* Object position labeling lines
▬▬▬▬▬▬▬▬▬▬
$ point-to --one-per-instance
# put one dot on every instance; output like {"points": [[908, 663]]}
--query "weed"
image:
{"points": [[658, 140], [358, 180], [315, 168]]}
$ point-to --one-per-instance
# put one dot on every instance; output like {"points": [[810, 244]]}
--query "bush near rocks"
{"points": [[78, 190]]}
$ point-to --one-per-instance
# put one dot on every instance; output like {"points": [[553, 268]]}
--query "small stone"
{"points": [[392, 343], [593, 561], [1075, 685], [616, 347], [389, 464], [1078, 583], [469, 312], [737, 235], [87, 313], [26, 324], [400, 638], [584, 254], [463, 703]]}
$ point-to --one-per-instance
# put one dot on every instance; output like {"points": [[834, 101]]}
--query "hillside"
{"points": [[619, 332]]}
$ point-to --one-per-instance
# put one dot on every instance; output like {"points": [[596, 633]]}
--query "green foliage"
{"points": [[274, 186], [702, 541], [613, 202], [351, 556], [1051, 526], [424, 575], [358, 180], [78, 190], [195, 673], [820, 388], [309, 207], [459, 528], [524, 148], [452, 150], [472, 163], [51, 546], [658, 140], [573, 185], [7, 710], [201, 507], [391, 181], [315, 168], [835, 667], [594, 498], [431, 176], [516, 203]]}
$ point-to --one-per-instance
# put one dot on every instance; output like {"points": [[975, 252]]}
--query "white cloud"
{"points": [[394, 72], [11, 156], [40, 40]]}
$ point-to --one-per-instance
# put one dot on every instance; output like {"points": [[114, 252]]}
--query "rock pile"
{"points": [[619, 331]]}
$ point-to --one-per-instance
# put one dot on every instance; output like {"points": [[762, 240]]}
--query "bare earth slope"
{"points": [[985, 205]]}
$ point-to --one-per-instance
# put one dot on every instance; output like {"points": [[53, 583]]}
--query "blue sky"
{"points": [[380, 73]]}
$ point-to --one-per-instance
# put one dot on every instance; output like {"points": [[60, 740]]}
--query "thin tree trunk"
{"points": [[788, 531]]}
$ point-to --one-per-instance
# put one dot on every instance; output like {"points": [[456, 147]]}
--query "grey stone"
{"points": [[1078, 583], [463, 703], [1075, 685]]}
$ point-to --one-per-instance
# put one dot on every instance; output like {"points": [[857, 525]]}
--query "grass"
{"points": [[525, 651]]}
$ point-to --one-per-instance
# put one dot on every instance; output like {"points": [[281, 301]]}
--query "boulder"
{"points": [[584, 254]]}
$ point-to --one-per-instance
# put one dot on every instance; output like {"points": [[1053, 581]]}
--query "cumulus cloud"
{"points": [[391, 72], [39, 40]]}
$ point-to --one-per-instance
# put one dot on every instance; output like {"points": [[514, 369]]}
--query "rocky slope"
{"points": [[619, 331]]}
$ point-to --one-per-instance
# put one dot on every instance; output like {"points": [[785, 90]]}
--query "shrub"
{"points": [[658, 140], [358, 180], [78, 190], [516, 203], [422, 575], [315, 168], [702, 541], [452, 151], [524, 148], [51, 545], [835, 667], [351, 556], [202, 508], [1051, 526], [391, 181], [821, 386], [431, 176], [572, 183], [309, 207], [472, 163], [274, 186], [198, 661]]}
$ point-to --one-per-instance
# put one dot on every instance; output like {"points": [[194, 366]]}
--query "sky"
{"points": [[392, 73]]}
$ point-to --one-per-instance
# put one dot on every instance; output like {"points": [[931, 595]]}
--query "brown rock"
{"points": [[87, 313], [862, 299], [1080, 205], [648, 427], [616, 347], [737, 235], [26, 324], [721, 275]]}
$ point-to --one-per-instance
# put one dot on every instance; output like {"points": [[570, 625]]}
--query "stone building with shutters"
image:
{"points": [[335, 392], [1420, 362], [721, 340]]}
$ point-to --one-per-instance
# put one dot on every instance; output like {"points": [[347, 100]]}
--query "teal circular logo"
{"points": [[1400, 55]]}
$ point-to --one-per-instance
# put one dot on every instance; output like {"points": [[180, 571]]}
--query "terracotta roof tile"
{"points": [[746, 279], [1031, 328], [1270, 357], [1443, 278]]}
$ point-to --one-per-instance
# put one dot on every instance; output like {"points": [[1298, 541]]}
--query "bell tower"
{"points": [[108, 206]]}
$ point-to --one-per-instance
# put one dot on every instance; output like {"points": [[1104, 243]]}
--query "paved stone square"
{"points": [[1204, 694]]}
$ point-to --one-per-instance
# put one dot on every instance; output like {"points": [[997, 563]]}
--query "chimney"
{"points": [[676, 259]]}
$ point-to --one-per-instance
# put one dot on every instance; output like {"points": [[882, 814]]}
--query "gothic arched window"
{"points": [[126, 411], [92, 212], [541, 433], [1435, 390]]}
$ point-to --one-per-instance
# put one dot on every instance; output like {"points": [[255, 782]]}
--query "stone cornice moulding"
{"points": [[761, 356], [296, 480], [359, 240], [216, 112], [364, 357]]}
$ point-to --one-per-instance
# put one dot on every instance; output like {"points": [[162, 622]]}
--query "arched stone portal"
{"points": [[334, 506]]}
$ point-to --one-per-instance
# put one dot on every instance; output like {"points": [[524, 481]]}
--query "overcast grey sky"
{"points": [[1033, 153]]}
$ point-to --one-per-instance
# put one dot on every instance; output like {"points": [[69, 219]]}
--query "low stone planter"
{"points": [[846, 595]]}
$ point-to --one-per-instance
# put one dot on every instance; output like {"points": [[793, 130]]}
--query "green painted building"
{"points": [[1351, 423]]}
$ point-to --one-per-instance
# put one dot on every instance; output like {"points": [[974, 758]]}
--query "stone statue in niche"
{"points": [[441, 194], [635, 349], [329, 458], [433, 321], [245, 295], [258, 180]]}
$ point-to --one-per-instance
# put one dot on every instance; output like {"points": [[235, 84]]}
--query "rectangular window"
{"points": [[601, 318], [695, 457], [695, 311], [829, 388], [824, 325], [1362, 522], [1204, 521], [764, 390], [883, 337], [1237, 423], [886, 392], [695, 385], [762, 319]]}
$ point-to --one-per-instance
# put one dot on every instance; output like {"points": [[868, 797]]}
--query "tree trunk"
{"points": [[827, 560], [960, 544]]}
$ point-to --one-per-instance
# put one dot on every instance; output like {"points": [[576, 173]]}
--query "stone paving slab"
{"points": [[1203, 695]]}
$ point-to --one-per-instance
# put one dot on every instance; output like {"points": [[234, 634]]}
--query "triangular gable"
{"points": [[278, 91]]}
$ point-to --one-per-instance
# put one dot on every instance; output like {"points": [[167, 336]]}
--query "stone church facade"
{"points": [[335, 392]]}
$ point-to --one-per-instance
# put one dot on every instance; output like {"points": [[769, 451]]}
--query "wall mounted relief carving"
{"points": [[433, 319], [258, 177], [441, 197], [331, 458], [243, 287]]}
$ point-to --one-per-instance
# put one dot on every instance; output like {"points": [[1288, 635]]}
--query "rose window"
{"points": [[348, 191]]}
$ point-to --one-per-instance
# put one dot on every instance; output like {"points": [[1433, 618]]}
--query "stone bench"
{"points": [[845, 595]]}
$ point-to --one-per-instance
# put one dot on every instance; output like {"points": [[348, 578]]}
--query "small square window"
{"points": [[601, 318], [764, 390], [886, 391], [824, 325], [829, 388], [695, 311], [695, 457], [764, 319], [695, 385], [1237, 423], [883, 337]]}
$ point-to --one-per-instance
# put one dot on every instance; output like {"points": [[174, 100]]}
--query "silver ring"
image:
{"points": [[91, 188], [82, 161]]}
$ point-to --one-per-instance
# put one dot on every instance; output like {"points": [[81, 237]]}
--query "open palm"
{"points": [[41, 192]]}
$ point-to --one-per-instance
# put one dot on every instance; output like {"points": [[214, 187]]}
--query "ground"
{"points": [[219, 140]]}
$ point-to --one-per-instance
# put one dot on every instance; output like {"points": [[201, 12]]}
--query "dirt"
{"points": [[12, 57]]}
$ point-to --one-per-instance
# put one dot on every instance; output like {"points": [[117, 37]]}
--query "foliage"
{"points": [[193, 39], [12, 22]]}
▬▬▬▬▬▬▬▬▬▬
* OBJECTIVE
Collect every line above that contains the string "small", matching case exactly.

* TASK OUTPUT
--query "small stone"
--query "small square window"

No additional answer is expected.